═════ Input ═════

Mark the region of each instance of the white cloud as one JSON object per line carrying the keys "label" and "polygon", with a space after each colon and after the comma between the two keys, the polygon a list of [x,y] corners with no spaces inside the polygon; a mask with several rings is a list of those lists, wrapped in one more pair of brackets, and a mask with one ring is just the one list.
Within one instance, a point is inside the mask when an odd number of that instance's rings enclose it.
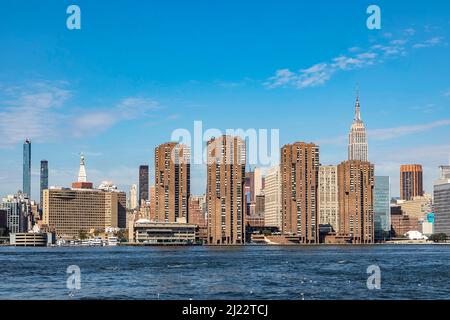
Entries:
{"label": "white cloud", "polygon": [[444,38],[442,38],[442,37],[433,37],[428,40],[425,40],[424,42],[419,42],[419,43],[414,44],[413,48],[421,49],[421,48],[435,47],[435,46],[441,44],[443,39]]}
{"label": "white cloud", "polygon": [[[368,49],[350,47],[347,50],[350,53],[348,55],[339,55],[331,58],[329,61],[319,62],[305,69],[298,71],[292,71],[287,68],[276,70],[275,75],[268,78],[264,86],[267,88],[293,87],[297,89],[321,86],[338,72],[366,68],[383,63],[386,59],[404,57],[407,55],[408,49],[411,49],[411,46],[407,46],[410,42],[408,37],[412,37],[415,34],[415,30],[409,28],[404,30],[404,33],[407,38],[400,39],[391,39],[393,35],[386,33],[384,38],[388,39],[384,39]],[[412,45],[412,48],[436,46],[442,40],[442,37],[434,37],[423,43],[416,43]]]}
{"label": "white cloud", "polygon": [[26,138],[53,141],[62,137],[90,136],[121,121],[152,117],[161,108],[145,97],[128,97],[112,108],[68,108],[72,91],[63,81],[40,81],[20,86],[2,85],[0,93],[0,148]]}
{"label": "white cloud", "polygon": [[0,147],[26,138],[54,138],[58,123],[64,118],[57,111],[71,97],[65,87],[59,82],[36,82],[4,90],[0,97]]}
{"label": "white cloud", "polygon": [[[431,123],[416,124],[410,126],[400,126],[393,128],[383,128],[368,130],[367,136],[369,140],[385,141],[417,133],[430,131],[436,128],[450,126],[450,120],[439,120]],[[319,145],[343,145],[347,142],[347,136],[341,135],[328,139],[320,139],[317,141]]]}
{"label": "white cloud", "polygon": [[387,129],[369,130],[368,136],[374,140],[389,140],[410,134],[429,131],[435,128],[450,126],[450,120],[434,121],[427,124],[400,126]]}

═════

## Exercise directions
Which lines of the rows above contain the word "white"? Extract each of them in full, treating uppercase and lowercase as different.

## Full solution
Mark the region of each instance of the white cloud as one JSON object per line carrying the keys "label" and "polygon", with a space after each colon and after the comma between the two keys, the polygon a list of [x,y] corners with no spaces inside the polygon; a mask with several rings is a list of those lists, wrapped in one more pair of brackets, and a mask with one ring is just the one list.
{"label": "white cloud", "polygon": [[444,38],[442,38],[442,37],[433,37],[428,40],[425,40],[424,42],[419,42],[419,43],[414,44],[413,48],[421,49],[421,48],[435,47],[435,46],[441,44],[443,39]]}
{"label": "white cloud", "polygon": [[[368,49],[350,47],[347,50],[350,53],[348,55],[339,55],[331,58],[329,61],[319,62],[305,69],[298,71],[292,71],[287,68],[276,70],[275,75],[268,78],[264,86],[267,88],[293,87],[297,89],[321,86],[338,72],[366,68],[383,63],[386,59],[404,57],[407,55],[408,49],[411,49],[411,46],[407,46],[410,42],[408,37],[412,37],[415,34],[415,30],[409,28],[404,30],[404,33],[407,38],[400,39],[391,39],[393,35],[386,33],[384,38],[388,39],[384,39]],[[412,45],[412,48],[436,46],[442,40],[442,37],[434,37],[423,43],[416,43]]]}
{"label": "white cloud", "polygon": [[26,138],[53,141],[62,137],[90,136],[121,121],[152,117],[161,108],[145,97],[128,97],[112,108],[68,108],[72,91],[63,81],[40,81],[20,86],[2,85],[0,93],[0,148]]}
{"label": "white cloud", "polygon": [[0,147],[26,138],[54,138],[58,123],[64,118],[57,111],[71,97],[65,87],[59,82],[36,82],[4,90],[0,97]]}
{"label": "white cloud", "polygon": [[[431,123],[416,124],[410,126],[400,126],[393,128],[383,128],[368,130],[367,136],[369,140],[385,141],[417,133],[430,131],[436,128],[450,126],[450,120],[439,120]],[[319,145],[343,145],[347,142],[347,136],[341,135],[328,139],[320,139],[317,141]]]}
{"label": "white cloud", "polygon": [[387,129],[369,130],[368,136],[374,140],[389,140],[410,134],[429,131],[435,128],[450,126],[450,120],[434,121],[427,124],[400,126]]}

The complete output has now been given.